§ **WHAT YOU HAVE TO DO**
What lines in the following entries hold the word "ornament"? Copy each one.

§ **RECORDS FOR THE EXERCISE**
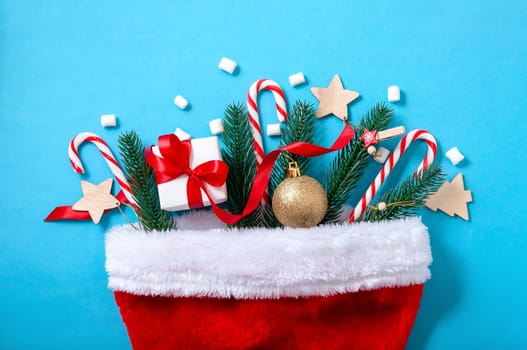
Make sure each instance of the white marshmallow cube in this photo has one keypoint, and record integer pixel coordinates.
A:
(394, 93)
(297, 79)
(182, 135)
(381, 154)
(227, 65)
(216, 126)
(181, 102)
(108, 120)
(454, 155)
(273, 130)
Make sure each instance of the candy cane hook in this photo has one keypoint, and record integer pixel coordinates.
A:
(252, 109)
(73, 153)
(403, 145)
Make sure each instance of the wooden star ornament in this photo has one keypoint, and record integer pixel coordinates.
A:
(96, 199)
(334, 99)
(451, 198)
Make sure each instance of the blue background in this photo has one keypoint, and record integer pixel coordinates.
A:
(461, 66)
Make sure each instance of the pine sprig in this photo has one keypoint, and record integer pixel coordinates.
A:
(349, 165)
(239, 156)
(405, 199)
(300, 127)
(142, 182)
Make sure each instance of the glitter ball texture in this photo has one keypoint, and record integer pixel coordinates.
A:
(300, 202)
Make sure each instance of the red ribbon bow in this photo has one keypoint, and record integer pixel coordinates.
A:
(175, 162)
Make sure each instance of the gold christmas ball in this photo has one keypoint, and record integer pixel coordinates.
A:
(300, 202)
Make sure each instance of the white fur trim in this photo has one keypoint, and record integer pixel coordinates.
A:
(267, 263)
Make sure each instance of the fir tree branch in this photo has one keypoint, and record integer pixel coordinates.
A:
(407, 198)
(349, 165)
(239, 156)
(142, 182)
(299, 128)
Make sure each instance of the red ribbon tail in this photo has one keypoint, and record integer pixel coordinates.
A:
(266, 167)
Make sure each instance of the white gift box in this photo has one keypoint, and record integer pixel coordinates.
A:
(173, 194)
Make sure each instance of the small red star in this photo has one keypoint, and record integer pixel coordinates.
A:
(369, 138)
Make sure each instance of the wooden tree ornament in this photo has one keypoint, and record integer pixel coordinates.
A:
(451, 198)
(334, 99)
(96, 199)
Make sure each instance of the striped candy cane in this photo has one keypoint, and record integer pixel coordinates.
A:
(389, 165)
(252, 108)
(73, 153)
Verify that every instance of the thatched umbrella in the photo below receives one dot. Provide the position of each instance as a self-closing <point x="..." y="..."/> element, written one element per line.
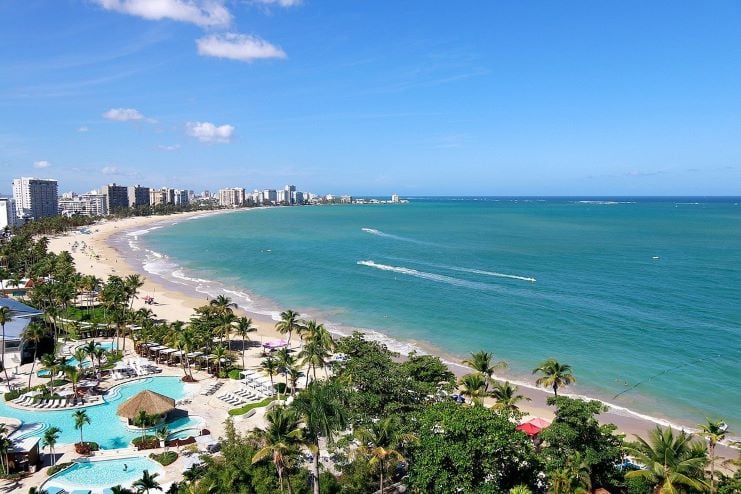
<point x="150" y="402"/>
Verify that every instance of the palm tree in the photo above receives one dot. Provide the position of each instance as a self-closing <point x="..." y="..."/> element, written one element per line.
<point x="243" y="328"/>
<point x="147" y="482"/>
<point x="5" y="317"/>
<point x="281" y="438"/>
<point x="474" y="386"/>
<point x="714" y="432"/>
<point x="73" y="376"/>
<point x="81" y="418"/>
<point x="289" y="322"/>
<point x="34" y="333"/>
<point x="50" y="362"/>
<point x="269" y="366"/>
<point x="483" y="362"/>
<point x="383" y="440"/>
<point x="49" y="440"/>
<point x="554" y="376"/>
<point x="671" y="461"/>
<point x="322" y="414"/>
<point x="507" y="397"/>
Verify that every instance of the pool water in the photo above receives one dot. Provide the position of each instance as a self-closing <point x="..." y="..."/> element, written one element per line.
<point x="105" y="427"/>
<point x="103" y="474"/>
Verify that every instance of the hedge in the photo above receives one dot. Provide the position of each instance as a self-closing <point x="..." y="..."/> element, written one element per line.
<point x="250" y="406"/>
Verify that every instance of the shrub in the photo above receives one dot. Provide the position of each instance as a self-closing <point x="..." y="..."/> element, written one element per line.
<point x="58" y="467"/>
<point x="250" y="406"/>
<point x="164" y="459"/>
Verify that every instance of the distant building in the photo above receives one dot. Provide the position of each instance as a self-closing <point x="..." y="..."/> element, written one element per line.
<point x="138" y="196"/>
<point x="8" y="214"/>
<point x="269" y="196"/>
<point x="117" y="196"/>
<point x="232" y="197"/>
<point x="91" y="204"/>
<point x="35" y="197"/>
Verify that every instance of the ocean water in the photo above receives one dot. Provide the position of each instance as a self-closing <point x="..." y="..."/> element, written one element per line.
<point x="641" y="296"/>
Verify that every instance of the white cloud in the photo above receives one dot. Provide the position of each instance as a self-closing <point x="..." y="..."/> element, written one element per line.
<point x="169" y="147"/>
<point x="238" y="47"/>
<point x="282" y="3"/>
<point x="123" y="114"/>
<point x="208" y="132"/>
<point x="110" y="170"/>
<point x="205" y="13"/>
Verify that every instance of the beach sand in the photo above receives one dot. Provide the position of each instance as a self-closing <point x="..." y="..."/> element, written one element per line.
<point x="176" y="302"/>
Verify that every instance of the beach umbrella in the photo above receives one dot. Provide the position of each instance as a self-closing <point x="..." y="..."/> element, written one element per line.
<point x="539" y="422"/>
<point x="528" y="428"/>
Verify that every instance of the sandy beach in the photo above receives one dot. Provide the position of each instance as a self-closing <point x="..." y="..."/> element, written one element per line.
<point x="176" y="302"/>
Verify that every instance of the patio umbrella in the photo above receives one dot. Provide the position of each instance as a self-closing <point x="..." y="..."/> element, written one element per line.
<point x="528" y="428"/>
<point x="539" y="422"/>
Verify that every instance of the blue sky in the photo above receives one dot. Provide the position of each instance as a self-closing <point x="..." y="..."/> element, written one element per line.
<point x="361" y="97"/>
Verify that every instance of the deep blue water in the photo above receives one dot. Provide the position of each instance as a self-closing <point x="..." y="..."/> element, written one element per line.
<point x="641" y="296"/>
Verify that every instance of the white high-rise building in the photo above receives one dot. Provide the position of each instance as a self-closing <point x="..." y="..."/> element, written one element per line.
<point x="35" y="197"/>
<point x="8" y="216"/>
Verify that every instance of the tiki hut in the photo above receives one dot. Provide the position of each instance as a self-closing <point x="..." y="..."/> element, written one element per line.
<point x="154" y="404"/>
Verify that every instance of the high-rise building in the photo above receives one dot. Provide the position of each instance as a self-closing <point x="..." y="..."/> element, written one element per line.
<point x="138" y="196"/>
<point x="8" y="215"/>
<point x="91" y="204"/>
<point x="35" y="197"/>
<point x="269" y="196"/>
<point x="232" y="197"/>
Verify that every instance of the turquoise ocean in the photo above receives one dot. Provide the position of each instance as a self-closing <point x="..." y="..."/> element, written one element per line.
<point x="641" y="296"/>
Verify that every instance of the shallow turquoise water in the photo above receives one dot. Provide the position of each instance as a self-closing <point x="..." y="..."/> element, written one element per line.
<point x="99" y="475"/>
<point x="105" y="427"/>
<point x="640" y="296"/>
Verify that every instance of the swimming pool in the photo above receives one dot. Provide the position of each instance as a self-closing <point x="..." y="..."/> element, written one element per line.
<point x="103" y="474"/>
<point x="105" y="427"/>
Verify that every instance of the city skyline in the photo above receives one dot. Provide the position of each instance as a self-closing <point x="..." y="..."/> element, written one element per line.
<point x="486" y="99"/>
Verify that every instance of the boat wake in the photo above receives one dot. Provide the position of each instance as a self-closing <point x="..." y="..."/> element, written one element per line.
<point x="379" y="233"/>
<point x="439" y="278"/>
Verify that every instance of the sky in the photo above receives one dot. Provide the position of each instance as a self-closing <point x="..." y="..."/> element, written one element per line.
<point x="374" y="97"/>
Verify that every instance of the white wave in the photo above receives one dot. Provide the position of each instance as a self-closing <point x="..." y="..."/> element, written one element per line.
<point x="440" y="278"/>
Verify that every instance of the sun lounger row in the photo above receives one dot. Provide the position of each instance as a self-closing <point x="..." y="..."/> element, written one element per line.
<point x="232" y="399"/>
<point x="211" y="389"/>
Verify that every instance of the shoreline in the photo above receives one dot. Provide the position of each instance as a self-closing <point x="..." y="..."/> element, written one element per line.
<point x="174" y="300"/>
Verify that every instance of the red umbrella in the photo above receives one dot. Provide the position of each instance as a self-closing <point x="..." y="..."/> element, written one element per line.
<point x="528" y="428"/>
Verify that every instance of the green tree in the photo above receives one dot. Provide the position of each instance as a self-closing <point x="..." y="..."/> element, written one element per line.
<point x="576" y="432"/>
<point x="49" y="440"/>
<point x="147" y="482"/>
<point x="34" y="334"/>
<point x="289" y="323"/>
<point x="322" y="412"/>
<point x="672" y="462"/>
<point x="714" y="431"/>
<point x="483" y="362"/>
<point x="554" y="375"/>
<point x="383" y="441"/>
<point x="280" y="440"/>
<point x="81" y="418"/>
<point x="474" y="450"/>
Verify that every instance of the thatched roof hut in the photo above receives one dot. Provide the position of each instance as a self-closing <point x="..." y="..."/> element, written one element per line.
<point x="149" y="401"/>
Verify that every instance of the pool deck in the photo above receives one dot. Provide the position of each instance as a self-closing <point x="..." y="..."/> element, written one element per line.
<point x="211" y="409"/>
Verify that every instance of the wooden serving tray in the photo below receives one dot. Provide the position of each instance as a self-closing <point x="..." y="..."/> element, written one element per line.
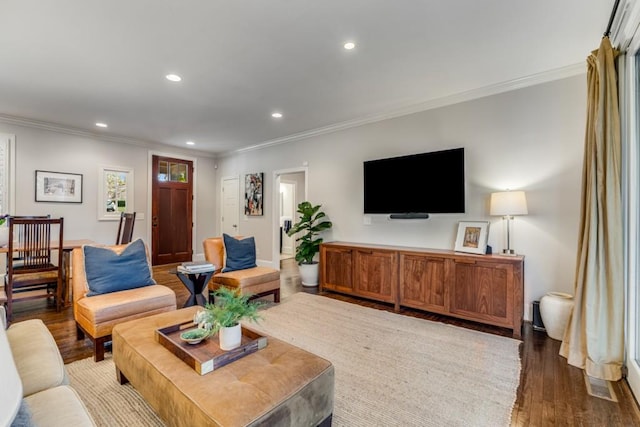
<point x="207" y="355"/>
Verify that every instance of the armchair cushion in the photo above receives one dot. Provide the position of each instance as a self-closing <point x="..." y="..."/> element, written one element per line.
<point x="107" y="271"/>
<point x="240" y="254"/>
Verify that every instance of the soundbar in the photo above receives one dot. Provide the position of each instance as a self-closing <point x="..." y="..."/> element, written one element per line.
<point x="409" y="216"/>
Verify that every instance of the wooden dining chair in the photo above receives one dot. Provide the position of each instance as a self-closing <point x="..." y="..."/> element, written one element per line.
<point x="125" y="228"/>
<point x="35" y="273"/>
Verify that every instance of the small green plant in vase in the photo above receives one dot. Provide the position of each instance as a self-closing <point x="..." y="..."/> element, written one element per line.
<point x="225" y="315"/>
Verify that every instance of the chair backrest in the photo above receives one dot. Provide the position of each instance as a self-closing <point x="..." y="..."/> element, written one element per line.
<point x="33" y="239"/>
<point x="125" y="228"/>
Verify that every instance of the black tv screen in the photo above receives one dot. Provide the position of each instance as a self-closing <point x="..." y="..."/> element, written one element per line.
<point x="420" y="183"/>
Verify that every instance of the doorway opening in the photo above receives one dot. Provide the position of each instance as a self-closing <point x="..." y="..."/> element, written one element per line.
<point x="290" y="189"/>
<point x="171" y="210"/>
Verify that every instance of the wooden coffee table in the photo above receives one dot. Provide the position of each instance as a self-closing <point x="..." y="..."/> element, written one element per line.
<point x="279" y="385"/>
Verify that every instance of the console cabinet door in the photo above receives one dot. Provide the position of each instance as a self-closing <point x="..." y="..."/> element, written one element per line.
<point x="483" y="291"/>
<point x="376" y="274"/>
<point x="423" y="282"/>
<point x="337" y="268"/>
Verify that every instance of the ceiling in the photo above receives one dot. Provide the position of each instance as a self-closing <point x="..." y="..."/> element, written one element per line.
<point x="68" y="64"/>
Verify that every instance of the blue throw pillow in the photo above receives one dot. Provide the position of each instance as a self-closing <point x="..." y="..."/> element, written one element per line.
<point x="108" y="271"/>
<point x="240" y="254"/>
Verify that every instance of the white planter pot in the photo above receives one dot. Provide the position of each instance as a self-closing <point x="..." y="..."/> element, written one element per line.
<point x="555" y="309"/>
<point x="230" y="337"/>
<point x="309" y="274"/>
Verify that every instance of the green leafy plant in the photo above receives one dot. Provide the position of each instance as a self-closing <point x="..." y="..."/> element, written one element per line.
<point x="229" y="309"/>
<point x="312" y="222"/>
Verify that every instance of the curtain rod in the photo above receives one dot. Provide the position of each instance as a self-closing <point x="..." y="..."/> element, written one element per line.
<point x="613" y="15"/>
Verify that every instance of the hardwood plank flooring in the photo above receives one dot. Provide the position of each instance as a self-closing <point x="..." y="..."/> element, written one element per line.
<point x="551" y="393"/>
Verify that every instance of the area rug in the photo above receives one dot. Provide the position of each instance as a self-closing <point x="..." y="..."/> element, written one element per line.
<point x="391" y="370"/>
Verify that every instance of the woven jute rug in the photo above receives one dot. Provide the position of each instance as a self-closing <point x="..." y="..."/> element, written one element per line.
<point x="391" y="370"/>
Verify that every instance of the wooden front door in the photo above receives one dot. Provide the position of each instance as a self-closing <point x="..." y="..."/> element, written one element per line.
<point x="172" y="197"/>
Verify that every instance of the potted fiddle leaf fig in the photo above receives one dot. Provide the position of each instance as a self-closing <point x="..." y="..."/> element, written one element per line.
<point x="312" y="221"/>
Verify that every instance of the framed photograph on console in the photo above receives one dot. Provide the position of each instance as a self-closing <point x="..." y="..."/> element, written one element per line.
<point x="472" y="237"/>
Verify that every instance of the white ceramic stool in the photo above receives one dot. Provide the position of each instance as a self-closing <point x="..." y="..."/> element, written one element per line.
<point x="555" y="308"/>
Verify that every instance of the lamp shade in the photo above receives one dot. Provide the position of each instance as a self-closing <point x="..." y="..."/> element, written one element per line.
<point x="508" y="203"/>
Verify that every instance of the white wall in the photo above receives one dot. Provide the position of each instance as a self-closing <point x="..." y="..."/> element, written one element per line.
<point x="38" y="149"/>
<point x="529" y="139"/>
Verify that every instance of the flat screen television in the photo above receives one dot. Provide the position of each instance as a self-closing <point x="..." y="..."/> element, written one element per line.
<point x="416" y="184"/>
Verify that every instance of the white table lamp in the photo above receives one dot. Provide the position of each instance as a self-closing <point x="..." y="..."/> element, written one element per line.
<point x="507" y="204"/>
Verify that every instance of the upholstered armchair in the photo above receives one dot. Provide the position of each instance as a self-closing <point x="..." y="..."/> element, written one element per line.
<point x="113" y="284"/>
<point x="237" y="269"/>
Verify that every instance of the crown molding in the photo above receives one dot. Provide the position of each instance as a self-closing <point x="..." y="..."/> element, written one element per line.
<point x="415" y="107"/>
<point x="53" y="127"/>
<point x="429" y="104"/>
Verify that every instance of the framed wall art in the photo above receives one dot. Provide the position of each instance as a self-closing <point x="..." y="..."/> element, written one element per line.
<point x="58" y="187"/>
<point x="472" y="237"/>
<point x="115" y="190"/>
<point x="253" y="194"/>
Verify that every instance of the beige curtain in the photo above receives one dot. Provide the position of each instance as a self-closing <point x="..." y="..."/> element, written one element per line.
<point x="594" y="338"/>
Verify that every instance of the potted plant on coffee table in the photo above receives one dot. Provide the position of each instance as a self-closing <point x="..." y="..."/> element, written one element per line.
<point x="225" y="314"/>
<point x="312" y="222"/>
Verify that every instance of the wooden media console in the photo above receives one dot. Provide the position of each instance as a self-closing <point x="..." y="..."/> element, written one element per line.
<point x="483" y="288"/>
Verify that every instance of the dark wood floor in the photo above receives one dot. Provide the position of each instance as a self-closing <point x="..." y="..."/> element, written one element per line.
<point x="550" y="393"/>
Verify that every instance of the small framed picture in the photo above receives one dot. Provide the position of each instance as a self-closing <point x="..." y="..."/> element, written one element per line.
<point x="472" y="237"/>
<point x="58" y="187"/>
<point x="253" y="194"/>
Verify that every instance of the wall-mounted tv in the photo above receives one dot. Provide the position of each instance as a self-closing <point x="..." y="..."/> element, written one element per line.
<point x="423" y="183"/>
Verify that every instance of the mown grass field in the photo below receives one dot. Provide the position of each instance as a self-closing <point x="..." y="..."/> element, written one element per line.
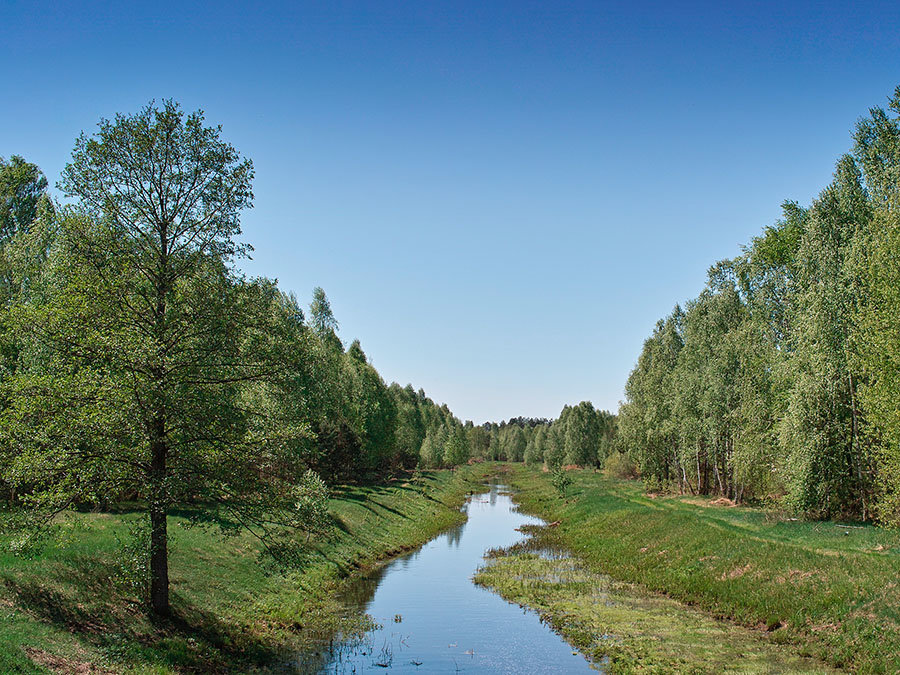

§ **EXERCISE ANSWER**
Make sure each instance of the wooden star ornament in this photo has one keypoint, and record integer pixel coordinates.
Make sure each instance of the wooden tree ornament in this photo has one keypoint, and record integer pixel coordinates.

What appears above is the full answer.